▸ **GOAL**
Arrange every line of the records below as a Markdown table with the columns "No." and "Text," numbering the rows in order and omitting blank lines. Leave the pictures out of the table.

Records pointing to named objects

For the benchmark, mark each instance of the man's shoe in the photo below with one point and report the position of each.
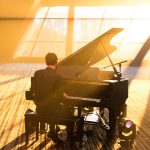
(54, 137)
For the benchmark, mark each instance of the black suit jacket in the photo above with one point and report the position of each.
(47, 82)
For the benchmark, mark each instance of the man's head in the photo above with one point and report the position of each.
(51, 59)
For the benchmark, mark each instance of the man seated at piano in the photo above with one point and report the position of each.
(47, 96)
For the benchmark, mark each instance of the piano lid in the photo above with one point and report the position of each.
(93, 52)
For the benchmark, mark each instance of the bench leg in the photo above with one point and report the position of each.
(27, 129)
(37, 130)
(81, 125)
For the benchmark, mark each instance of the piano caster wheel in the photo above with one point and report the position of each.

▸ **CORRECT RESULT**
| No. | Text |
|---|---|
| 1 | For the benchmark, mark each instance of the man's shoe in the photo below with one point and report the position of each. |
| 2 | (54, 137) |
| 3 | For the benchmark, mark each instance of the black suit jacket in the photo above with one point and report the position of each. |
| 4 | (47, 82) |
| 5 | For the benchmark, mark each instance of the man's head in the photo above with one point and report the position of each. |
| 6 | (51, 59) |
| 7 | For the benchmark, mark each instance of the man seated at piano in the photo above with one point and report the position of each. |
| 8 | (47, 96) |
| 9 | For the benchmark, mark each instance of the piano lid in the photo above with one point and report the position of each. |
| 10 | (93, 52) |
| 11 | For the benchmark, mark each instance of the bench leg in the photo above with one point and report the position of each. |
| 12 | (27, 129) |
| 13 | (37, 130) |
| 14 | (81, 125) |
| 15 | For the benchmark, mark each instance of the piano caster wheel in the photo above with one point and report the position of each. |